_Do this_
Please revise the data below so that every "tight rectangle" becomes "snug box", with all else left unchanged. Omit the pictures from your answer.

_Exercise input_

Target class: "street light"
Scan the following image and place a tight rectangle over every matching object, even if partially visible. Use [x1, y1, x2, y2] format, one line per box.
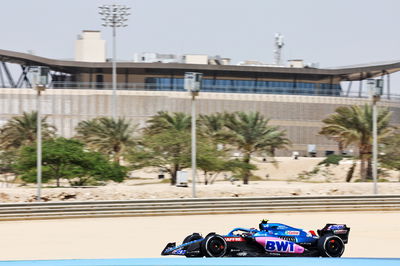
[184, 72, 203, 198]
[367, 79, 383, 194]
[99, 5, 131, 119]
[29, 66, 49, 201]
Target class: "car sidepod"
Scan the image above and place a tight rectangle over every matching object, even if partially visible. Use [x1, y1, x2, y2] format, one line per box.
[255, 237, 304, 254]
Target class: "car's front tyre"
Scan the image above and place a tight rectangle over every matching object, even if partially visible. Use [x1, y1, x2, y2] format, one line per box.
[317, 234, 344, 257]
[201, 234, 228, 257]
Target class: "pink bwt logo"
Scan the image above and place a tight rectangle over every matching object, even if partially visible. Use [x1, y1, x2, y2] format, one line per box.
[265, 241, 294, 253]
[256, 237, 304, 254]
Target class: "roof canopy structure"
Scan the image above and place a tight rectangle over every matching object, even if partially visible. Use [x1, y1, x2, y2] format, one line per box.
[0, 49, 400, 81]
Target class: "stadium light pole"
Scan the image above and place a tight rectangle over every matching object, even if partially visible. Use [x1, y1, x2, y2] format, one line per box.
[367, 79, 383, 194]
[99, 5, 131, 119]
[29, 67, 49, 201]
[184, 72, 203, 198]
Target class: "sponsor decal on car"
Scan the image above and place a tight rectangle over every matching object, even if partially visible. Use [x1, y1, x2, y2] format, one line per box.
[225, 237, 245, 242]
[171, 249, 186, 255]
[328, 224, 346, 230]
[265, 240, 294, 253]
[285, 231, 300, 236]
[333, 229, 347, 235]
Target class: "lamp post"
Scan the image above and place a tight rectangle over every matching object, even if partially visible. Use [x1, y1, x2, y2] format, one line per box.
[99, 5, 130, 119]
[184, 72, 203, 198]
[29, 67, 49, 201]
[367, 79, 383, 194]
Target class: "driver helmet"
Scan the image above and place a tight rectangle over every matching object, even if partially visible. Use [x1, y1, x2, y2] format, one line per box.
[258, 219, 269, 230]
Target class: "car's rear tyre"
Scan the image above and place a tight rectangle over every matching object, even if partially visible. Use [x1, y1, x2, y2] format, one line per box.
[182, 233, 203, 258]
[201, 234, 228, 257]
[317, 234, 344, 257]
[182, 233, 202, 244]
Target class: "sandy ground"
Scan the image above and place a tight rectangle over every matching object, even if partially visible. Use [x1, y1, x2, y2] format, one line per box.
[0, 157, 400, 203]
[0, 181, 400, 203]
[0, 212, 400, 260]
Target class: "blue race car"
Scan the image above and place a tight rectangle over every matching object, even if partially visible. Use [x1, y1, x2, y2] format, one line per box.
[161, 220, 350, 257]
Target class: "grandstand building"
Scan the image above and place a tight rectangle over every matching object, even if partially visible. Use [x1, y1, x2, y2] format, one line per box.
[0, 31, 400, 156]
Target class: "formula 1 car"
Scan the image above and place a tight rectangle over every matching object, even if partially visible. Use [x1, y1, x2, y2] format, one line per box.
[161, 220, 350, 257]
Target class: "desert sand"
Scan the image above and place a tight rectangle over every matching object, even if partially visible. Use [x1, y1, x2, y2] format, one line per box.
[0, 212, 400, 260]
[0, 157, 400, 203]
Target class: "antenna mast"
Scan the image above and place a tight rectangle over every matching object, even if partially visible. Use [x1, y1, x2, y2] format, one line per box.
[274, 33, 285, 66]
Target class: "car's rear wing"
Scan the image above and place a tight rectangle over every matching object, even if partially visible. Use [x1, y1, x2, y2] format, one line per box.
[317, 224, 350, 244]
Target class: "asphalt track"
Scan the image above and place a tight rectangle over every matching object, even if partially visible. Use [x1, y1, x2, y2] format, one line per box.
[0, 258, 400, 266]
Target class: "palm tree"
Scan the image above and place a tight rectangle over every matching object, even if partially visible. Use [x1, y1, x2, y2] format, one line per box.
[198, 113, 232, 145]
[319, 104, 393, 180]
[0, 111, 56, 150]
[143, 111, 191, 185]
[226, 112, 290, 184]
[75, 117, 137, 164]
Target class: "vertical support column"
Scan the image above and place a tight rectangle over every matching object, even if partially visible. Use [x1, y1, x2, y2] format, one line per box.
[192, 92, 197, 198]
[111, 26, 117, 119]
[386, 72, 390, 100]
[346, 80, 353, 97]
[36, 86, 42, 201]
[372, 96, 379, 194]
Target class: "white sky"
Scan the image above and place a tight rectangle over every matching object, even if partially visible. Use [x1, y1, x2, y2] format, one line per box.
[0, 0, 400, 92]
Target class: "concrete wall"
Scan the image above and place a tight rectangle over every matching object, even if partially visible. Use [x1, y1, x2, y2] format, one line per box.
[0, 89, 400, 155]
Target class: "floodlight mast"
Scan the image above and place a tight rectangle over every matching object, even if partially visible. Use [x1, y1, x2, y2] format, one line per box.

_Result of this exercise_
Target class: "street light"
Scan the following image and place a snug box over every matching object, even if partially visible. Use [x1, y1, x2, y2] format, one line per box.
[184, 72, 203, 198]
[367, 79, 383, 194]
[99, 5, 131, 119]
[29, 66, 49, 201]
Target class: "car sidepod"
Scan the image above and place a snug box over every matching object, even if partially visible. Use [x1, y1, x2, y2] format, one line per box.
[255, 237, 304, 254]
Target class: "car's front tyre"
Scan the image above and place a snug box over every matching object, even if partially visible. Use [x1, y1, x2, y2] format, one line per box.
[317, 234, 344, 257]
[201, 234, 228, 257]
Target class: "pink bwt logo"
Scan the image above and place a snug box over every matching object, even if partially visible. Use [x1, y1, x2, y2] format, one line per box.
[265, 241, 294, 253]
[256, 237, 304, 254]
Target class: "roof canopy structure"
Scan the image above and place a snug box over every matching object, even if partially visible. Use [x1, y1, x2, y2] format, one line per box.
[0, 49, 400, 81]
Target class: "stadium light pole"
Scan the image above and place a snug box over every matching object, even if partially visible. Use [x1, y1, x2, y2] format, one line per box.
[367, 79, 383, 194]
[99, 5, 131, 119]
[29, 67, 49, 201]
[184, 72, 203, 198]
Target class: "sponsor decal on car"
Scan the image above and place a snug box over every matching object, even if partially visible. Use [x1, y1, x2, y2] format, one line per box.
[225, 237, 245, 242]
[171, 249, 186, 255]
[328, 224, 346, 230]
[265, 240, 294, 253]
[285, 231, 300, 236]
[333, 229, 347, 235]
Target class: "lamp post"
Scan the image above and place a snug box over every matching object, even if partially visible. Use [x1, y1, x2, y2] format, one line per box.
[99, 5, 130, 119]
[184, 72, 203, 198]
[29, 67, 49, 201]
[367, 79, 383, 194]
Target class: "driver helmet"
Scan the image above and place a snug box over every matching object, even if partially visible. Use [x1, y1, x2, y2] format, one line per box.
[258, 219, 269, 230]
Target class: "car's rear tyre"
Scan the image above and place a snug box over every matching object, even if partially visible. Use [x1, y1, x2, y2] format, one line per box.
[182, 233, 203, 258]
[201, 234, 228, 257]
[317, 234, 344, 257]
[182, 233, 202, 244]
Target class: "sandy ground"
Scan the image above and place a snug box over every matching object, even if partially visible. Use [x1, y1, x2, y2] format, one line per box.
[0, 157, 400, 203]
[0, 181, 400, 203]
[0, 212, 400, 260]
Target class: "blue race car"
Scan the image above and place a snug box over every matching object, even if partially visible. Use [x1, y1, x2, y2] format, one line per box.
[161, 220, 350, 257]
Target class: "grandstand building"
Scan the image above and place a snug box over every matching object, even if partially visible. Use [x1, y1, x2, y2] format, one line per box.
[0, 31, 400, 156]
Target class: "formula 1 car"
Scan the image above and place a snug box over every matching object, even if partially visible. Use [x1, y1, x2, y2] format, one line per box.
[161, 220, 350, 257]
Target class: "desert sand"
Scan the image above and place a snug box over every matching object, even if partially visible. Use [x1, y1, x2, y2] format, one line per box.
[0, 212, 400, 260]
[0, 157, 400, 203]
Target class: "antenna mast"
Scan the image above and place a snug box over every matching object, even if partially visible. Use [x1, y1, x2, y2] format, one line per box.
[274, 33, 285, 66]
Target class: "car's rear wing"
Scan the image above and place a snug box over every matching object, even if partially visible. Use [x1, y1, x2, y2] format, one line per box.
[317, 224, 350, 244]
Target class: "asphalt track"
Scan the image above and place a snug box over every matching object, even if partially visible. Use [x1, y1, x2, y2] format, one line per box.
[0, 258, 400, 266]
Target class: "palm tree"
Scan the image above and place a snug box over every matching object, even if partially visible. Use [x1, y1, x2, y2] format, one line per box.
[198, 113, 232, 145]
[319, 104, 393, 180]
[0, 111, 56, 150]
[143, 111, 191, 185]
[226, 112, 290, 184]
[75, 117, 137, 164]
Target class: "vertical support column"
Scan the image above and place a snug box over every matching object, even if partially visible. Use [x1, y1, x2, y2] format, one line per box.
[192, 92, 197, 198]
[111, 26, 117, 119]
[386, 72, 390, 100]
[346, 80, 353, 97]
[36, 86, 42, 201]
[372, 96, 379, 194]
Target class: "white sky"
Scan the image above and place a snug box over every matching object, even if partially visible. Use [x1, y1, x2, y2] format, one line per box.
[0, 0, 400, 92]
Target class: "concrete wall"
Scan the image above and place a snug box over every matching object, even if partially visible. Use [x1, y1, x2, y2] format, one line per box.
[0, 89, 400, 155]
Target class: "floodlight mast"
Scan the image above and place a snug box over every matching object, even if partially visible. Use [x1, y1, x2, y2] format, one line per box.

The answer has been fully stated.